— start of Records for the exercise —

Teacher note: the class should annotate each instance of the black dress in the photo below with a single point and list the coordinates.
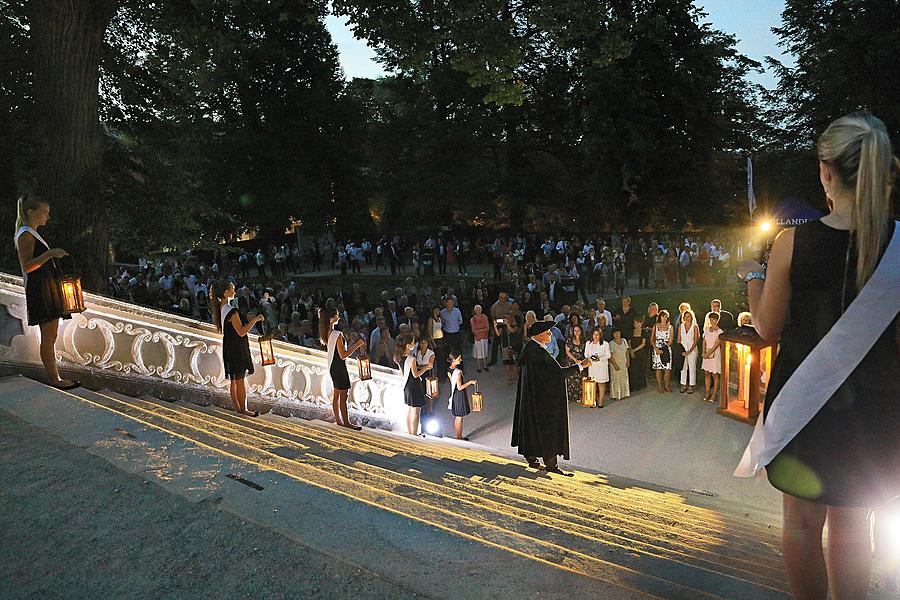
(43, 296)
(413, 393)
(235, 348)
(340, 378)
(849, 453)
(459, 399)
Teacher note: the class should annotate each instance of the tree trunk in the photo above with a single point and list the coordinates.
(67, 36)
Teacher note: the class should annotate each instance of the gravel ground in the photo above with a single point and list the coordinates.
(74, 526)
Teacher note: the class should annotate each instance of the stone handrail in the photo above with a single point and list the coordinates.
(121, 340)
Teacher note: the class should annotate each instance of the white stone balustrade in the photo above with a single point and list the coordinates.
(119, 340)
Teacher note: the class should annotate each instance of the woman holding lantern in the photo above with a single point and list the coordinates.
(43, 296)
(337, 364)
(235, 345)
(829, 436)
(598, 351)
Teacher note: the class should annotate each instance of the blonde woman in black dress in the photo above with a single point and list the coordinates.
(337, 364)
(235, 345)
(846, 459)
(43, 296)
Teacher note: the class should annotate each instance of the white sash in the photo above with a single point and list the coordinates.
(37, 236)
(455, 376)
(829, 364)
(226, 308)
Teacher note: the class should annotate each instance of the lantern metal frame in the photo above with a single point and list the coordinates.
(72, 293)
(754, 357)
(431, 386)
(477, 404)
(364, 365)
(266, 349)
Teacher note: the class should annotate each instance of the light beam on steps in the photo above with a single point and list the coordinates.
(462, 525)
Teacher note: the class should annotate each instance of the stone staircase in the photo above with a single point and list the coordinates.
(645, 542)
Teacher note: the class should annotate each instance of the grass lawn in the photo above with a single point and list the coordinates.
(699, 299)
(669, 299)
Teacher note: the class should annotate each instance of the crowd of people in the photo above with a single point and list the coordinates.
(488, 317)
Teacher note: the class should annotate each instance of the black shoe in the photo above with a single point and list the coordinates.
(75, 384)
(558, 471)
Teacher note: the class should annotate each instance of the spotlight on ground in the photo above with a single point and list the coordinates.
(433, 427)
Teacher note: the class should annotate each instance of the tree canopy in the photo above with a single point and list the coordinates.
(218, 117)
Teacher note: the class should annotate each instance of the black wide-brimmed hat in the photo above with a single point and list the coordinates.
(540, 327)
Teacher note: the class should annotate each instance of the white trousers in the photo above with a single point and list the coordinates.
(689, 370)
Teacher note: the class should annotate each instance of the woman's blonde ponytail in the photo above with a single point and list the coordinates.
(857, 146)
(872, 211)
(25, 205)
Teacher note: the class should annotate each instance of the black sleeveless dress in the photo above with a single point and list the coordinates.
(340, 378)
(43, 296)
(235, 350)
(849, 453)
(413, 393)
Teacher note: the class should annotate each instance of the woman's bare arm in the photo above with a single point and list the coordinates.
(770, 299)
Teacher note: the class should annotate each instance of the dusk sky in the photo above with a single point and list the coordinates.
(750, 20)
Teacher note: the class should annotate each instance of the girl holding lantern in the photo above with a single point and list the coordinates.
(459, 398)
(43, 296)
(829, 437)
(413, 392)
(337, 364)
(425, 360)
(235, 345)
(597, 350)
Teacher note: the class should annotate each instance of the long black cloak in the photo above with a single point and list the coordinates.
(541, 421)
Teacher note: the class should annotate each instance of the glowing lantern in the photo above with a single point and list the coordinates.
(477, 400)
(365, 367)
(431, 387)
(72, 296)
(746, 369)
(267, 350)
(588, 392)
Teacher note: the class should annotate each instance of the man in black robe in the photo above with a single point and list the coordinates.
(541, 421)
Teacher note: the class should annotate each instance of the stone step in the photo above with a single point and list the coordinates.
(584, 543)
(663, 582)
(648, 500)
(610, 515)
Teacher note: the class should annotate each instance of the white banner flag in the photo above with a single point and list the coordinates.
(751, 197)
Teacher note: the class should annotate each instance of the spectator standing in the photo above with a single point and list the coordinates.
(619, 362)
(43, 296)
(260, 263)
(712, 357)
(480, 327)
(597, 350)
(661, 343)
(849, 450)
(575, 353)
(688, 337)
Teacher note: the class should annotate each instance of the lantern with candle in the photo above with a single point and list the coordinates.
(477, 400)
(746, 367)
(589, 392)
(72, 294)
(365, 367)
(266, 350)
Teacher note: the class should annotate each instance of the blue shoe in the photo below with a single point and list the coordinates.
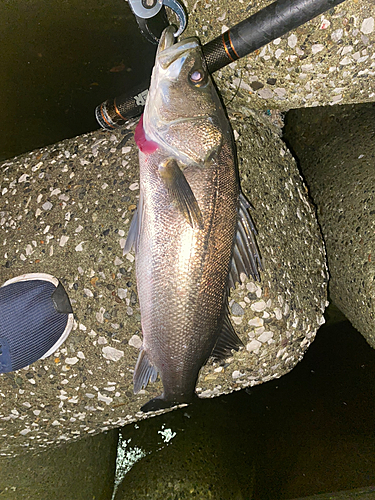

— end of Records for the exercise —

▶ _Aim_
Pull out every line of the items above that contains the word "blonde", treating uppercase and lowercase as different.

▶ _Task answer_
Teacher note: the class should annotate each instance of the blonde woman in black dress in the photo above with a single point and list the coordinates.
Teacher note: the class should annotate each instance of the woman's blonde ponytail in the photo above with a single point and list the coordinates.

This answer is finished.